Secteur automobile : une consolidation à marche forcée

Rapprochements et rumeurs de fusions entre constructeurs s'accélèrent. Car sous la pression financière et réglementaire, et face aux perspectives du marché, les industriels revoient leur périmètre d'activité et leurs alliances.
Nabil Bourassi
Best-seller de Fiat, la 500 (ici, au salon automobile  de Denver; en mars) devrait être déclinée en modèle 100% électrique.
Best-seller de Fiat, la 500 (ici, au salon automobile de Denver; en mars) devrait être déclinée en modèle 100% électrique. (Crédits : David Zalubowski)

Depuis plusieurs semaines, Les Échos spéculent sur une fusion entre PSA (Peugeot, Citroën, DS, Opel) et FCA (Fiat, Chrysler, Jeep, Alfa Romeo, Maserati...). Plus récemment, c'est le Financial Times qui, lui, croit savoir que Renault s'apprêterait à avaler le groupe italo-américain FCA. C'est probablement ce besoin impérieux de concentration qui a empêché l'explosion de l'alliance entre Renault et Nissan, alors que la chute spectaculaire de son patron historique, Carlos Ghosn, avait pu laisser penser que la partie japonaise désirait s'émanciper de la tutelle française. Mais la consolidation se manifeste par d'autres vecteurs que la fusion industrielle classique. Les grands groupes automobiles préfèrent ainsi cibler des partenariats industriels sur telle ou telle technologie : voiture autonome, voiture électrique, intelligence artificielle, partage de plateforme, mobilités alternatives... Les sujets ne manquent pas !

Le plus spectaculaire est le rapprochement entre Daimler et BMW. Après avoir fusionné leurs filiales spécialisées dans les nouvelles mobilités, réunissant des millions et des millions d'abonnés, les deux groupes premiums allemands travaillent désormais sur un rapprochement dans les voitures électriques et les véhicules autonomes. Il y a quelques années, avec un troisième larron, Audi, ils avaient pris le monde par surprise en annonçant le rachat de Here, la filiale de cartographie de Nokia.

Lire aussi : La voiture électrique sauvera-t-elle l'industrie auto française ?

Ainsi, les constructeurs sont prêts aux alliances les plus inattendues. Mais pourquoi aller aussi loin, jusqu'à démentir les rivalités les plus immuables ? Et pourquoi maintenant ? L'année 2018 a probablement été un déclic pour l'industrie automobile. Elle a offert un échantillon, en taille non contractuelle, de ce que seront les quinze prochaines années : les interdictions dans les villes des voitures les plus polluantes décidées par la justice allemande, la chute des ventes de diesels et la pénurie de moteurs essence, surtout l'épisode calamiteux du passage à la norme WLTP, l'été dernier, ont donné une idée de l'accélération en cours dans le secteur automobile.

★ ★ ★ ★ ★

--- Consigne ---
Citez sans rien modifier le passage de l'article sur la consolidation du secteur automobile qui commence par les mots contenant « Secteur automobile : une » et se termine par « (Crédits : David Zalubowski) ».

★ ★ ★ ★ ★

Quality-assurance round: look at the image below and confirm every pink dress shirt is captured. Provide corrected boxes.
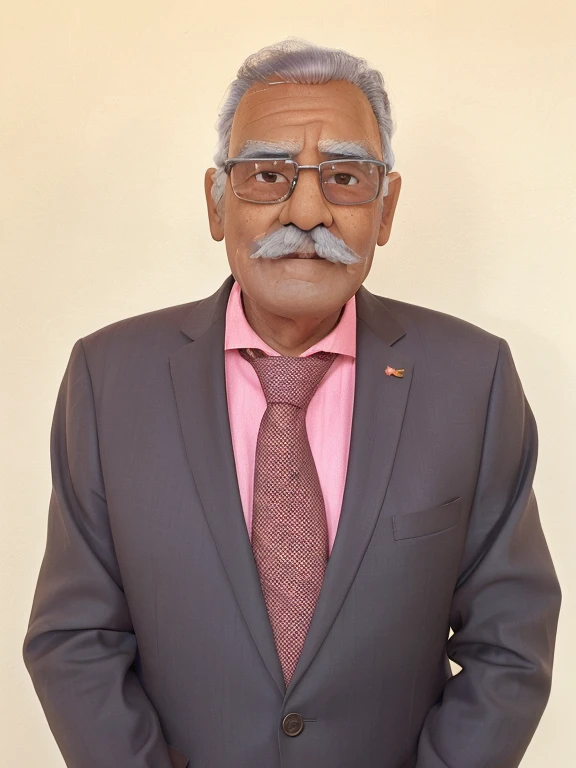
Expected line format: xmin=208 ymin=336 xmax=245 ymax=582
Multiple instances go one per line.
xmin=224 ymin=282 xmax=356 ymax=552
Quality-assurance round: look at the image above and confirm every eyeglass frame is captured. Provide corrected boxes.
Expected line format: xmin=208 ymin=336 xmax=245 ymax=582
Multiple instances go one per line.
xmin=224 ymin=157 xmax=390 ymax=205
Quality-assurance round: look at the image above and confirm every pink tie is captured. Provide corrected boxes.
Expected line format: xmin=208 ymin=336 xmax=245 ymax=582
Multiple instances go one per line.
xmin=239 ymin=349 xmax=336 ymax=686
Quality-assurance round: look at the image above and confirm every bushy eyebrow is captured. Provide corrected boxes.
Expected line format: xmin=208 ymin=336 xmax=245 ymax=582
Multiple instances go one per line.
xmin=235 ymin=139 xmax=378 ymax=160
xmin=235 ymin=139 xmax=302 ymax=158
xmin=318 ymin=139 xmax=378 ymax=160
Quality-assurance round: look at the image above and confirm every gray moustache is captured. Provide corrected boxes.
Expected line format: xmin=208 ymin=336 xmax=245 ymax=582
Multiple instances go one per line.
xmin=250 ymin=224 xmax=362 ymax=264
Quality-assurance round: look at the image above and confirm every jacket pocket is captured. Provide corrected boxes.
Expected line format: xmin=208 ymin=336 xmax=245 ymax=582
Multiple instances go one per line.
xmin=168 ymin=744 xmax=188 ymax=768
xmin=392 ymin=496 xmax=462 ymax=541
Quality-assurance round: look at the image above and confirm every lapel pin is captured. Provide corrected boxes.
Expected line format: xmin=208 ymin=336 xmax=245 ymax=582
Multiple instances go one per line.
xmin=384 ymin=365 xmax=404 ymax=379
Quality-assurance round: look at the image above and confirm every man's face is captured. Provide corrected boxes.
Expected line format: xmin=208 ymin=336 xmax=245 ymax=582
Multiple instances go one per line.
xmin=206 ymin=81 xmax=400 ymax=318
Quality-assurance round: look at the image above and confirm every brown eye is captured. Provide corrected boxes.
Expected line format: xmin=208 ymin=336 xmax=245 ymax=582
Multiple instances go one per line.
xmin=334 ymin=173 xmax=358 ymax=185
xmin=256 ymin=171 xmax=284 ymax=184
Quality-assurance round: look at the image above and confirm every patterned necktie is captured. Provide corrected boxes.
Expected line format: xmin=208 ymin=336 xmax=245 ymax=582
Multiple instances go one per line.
xmin=239 ymin=349 xmax=336 ymax=686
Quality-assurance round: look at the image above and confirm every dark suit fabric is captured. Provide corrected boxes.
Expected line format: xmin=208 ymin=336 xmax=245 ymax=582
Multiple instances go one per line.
xmin=24 ymin=276 xmax=560 ymax=768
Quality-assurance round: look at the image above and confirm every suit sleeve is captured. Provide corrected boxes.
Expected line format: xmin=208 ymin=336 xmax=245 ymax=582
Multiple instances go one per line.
xmin=416 ymin=339 xmax=561 ymax=768
xmin=23 ymin=340 xmax=171 ymax=768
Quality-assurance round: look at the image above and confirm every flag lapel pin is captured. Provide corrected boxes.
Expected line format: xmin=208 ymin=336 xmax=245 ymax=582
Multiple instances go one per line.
xmin=384 ymin=365 xmax=404 ymax=379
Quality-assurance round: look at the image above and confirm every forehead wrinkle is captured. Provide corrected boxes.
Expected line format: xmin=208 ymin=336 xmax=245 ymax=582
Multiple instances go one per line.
xmin=238 ymin=107 xmax=378 ymax=133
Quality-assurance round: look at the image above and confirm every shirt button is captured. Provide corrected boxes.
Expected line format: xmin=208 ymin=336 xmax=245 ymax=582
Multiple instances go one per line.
xmin=282 ymin=712 xmax=304 ymax=736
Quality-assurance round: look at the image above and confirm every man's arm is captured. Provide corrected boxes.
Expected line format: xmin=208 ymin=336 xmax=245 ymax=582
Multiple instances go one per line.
xmin=416 ymin=340 xmax=561 ymax=768
xmin=24 ymin=340 xmax=171 ymax=768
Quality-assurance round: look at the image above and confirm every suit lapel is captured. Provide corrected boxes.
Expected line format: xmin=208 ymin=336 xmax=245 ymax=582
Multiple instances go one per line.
xmin=170 ymin=275 xmax=413 ymax=697
xmin=286 ymin=287 xmax=413 ymax=698
xmin=170 ymin=277 xmax=285 ymax=694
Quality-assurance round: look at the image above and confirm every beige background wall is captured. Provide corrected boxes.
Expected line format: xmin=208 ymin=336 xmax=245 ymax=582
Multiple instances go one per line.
xmin=0 ymin=0 xmax=576 ymax=768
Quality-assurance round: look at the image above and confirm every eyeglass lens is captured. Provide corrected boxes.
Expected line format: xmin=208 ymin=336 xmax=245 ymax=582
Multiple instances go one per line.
xmin=230 ymin=160 xmax=380 ymax=205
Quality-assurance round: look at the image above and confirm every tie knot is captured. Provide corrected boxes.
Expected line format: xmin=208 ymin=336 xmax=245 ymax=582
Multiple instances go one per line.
xmin=238 ymin=349 xmax=336 ymax=410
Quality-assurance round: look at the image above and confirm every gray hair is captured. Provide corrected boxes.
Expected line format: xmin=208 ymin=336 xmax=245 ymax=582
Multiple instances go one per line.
xmin=212 ymin=37 xmax=394 ymax=203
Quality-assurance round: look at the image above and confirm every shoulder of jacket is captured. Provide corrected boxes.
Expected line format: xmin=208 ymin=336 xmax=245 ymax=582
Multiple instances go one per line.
xmin=376 ymin=296 xmax=501 ymax=348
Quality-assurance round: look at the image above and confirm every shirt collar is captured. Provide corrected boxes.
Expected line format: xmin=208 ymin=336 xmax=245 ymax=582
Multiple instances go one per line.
xmin=224 ymin=281 xmax=356 ymax=358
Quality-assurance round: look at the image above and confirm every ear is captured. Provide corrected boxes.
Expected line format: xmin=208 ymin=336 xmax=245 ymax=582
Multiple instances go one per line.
xmin=376 ymin=171 xmax=402 ymax=245
xmin=204 ymin=168 xmax=224 ymax=241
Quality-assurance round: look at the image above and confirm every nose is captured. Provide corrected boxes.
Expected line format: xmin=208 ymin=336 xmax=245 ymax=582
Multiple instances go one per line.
xmin=278 ymin=168 xmax=334 ymax=230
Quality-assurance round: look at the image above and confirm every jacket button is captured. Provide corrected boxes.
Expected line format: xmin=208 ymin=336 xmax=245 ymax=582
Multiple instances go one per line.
xmin=282 ymin=712 xmax=304 ymax=736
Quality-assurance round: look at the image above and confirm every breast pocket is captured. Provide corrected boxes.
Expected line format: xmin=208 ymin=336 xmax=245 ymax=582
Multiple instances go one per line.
xmin=392 ymin=496 xmax=462 ymax=541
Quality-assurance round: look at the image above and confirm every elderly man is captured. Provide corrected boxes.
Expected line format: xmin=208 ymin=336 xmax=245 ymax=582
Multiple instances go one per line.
xmin=24 ymin=41 xmax=560 ymax=768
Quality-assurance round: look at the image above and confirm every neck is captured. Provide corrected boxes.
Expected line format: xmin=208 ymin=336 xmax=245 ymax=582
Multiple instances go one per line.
xmin=242 ymin=293 xmax=344 ymax=357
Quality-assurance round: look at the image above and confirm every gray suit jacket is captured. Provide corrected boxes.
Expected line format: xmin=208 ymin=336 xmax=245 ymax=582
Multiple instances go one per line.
xmin=24 ymin=276 xmax=560 ymax=768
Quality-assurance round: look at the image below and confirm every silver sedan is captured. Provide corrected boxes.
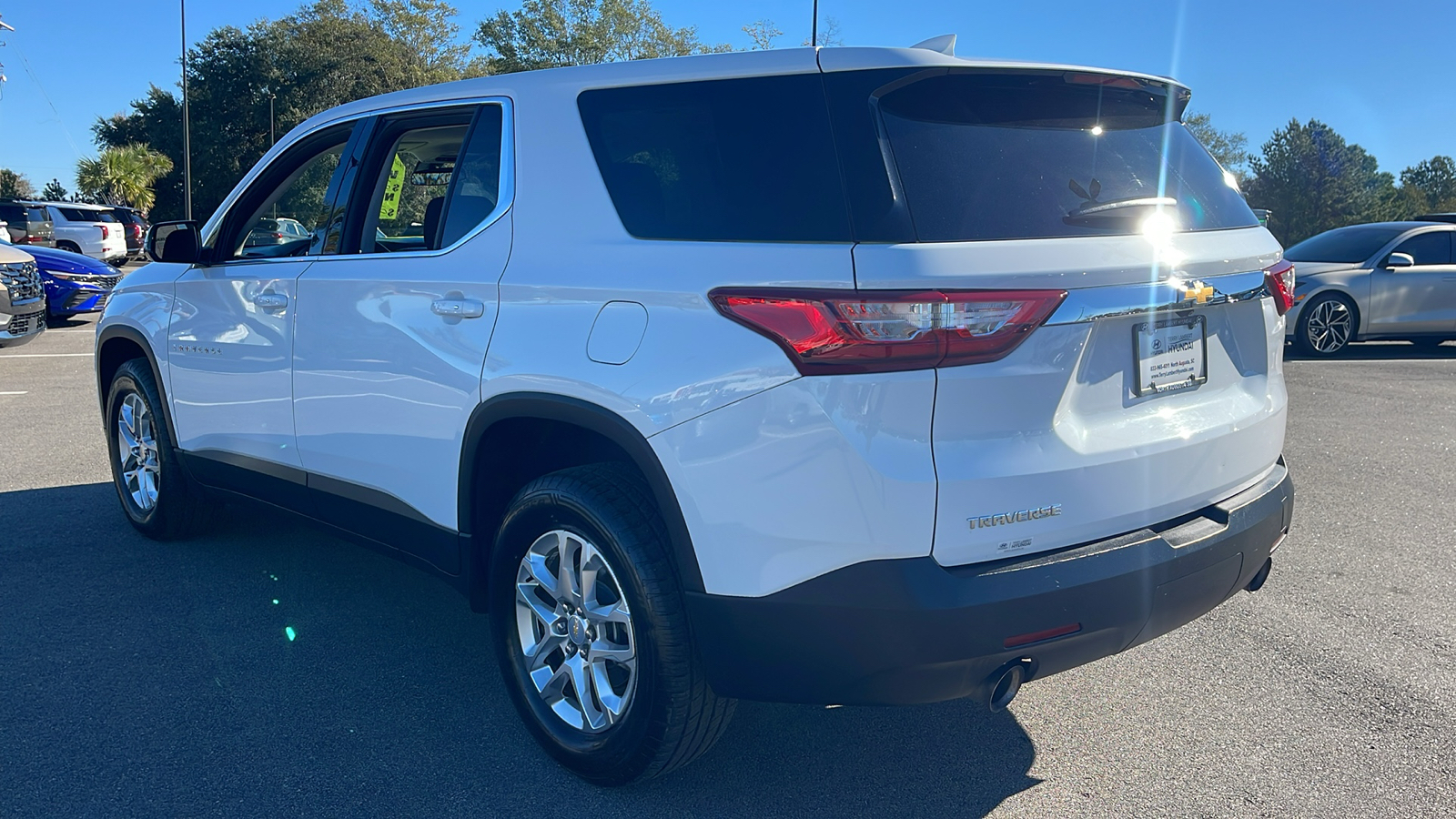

★ ★ ★ ★ ★

--- Réponse ---
Secteur automobile : une consolidation à marche forcée

Rapprochements et rumeurs de fusions entre constructeurs s'accélèrent. Car sous la pression financière et réglementaire, et face aux perspectives du marché, les industriels revoient leur périmètre d'activité et leurs alliances.
Nabil Bourassi
Best-seller de Fiat, la 500 (ici, au salon automobile  de Denver; en mars) devrait être déclinée en modèle 100% électrique.
Best-seller de Fiat, la 500 (ici, au salon automobile de Denver; en mars) devrait être déclinée en modèle 100% électrique. (Crédits : David Zalubowski)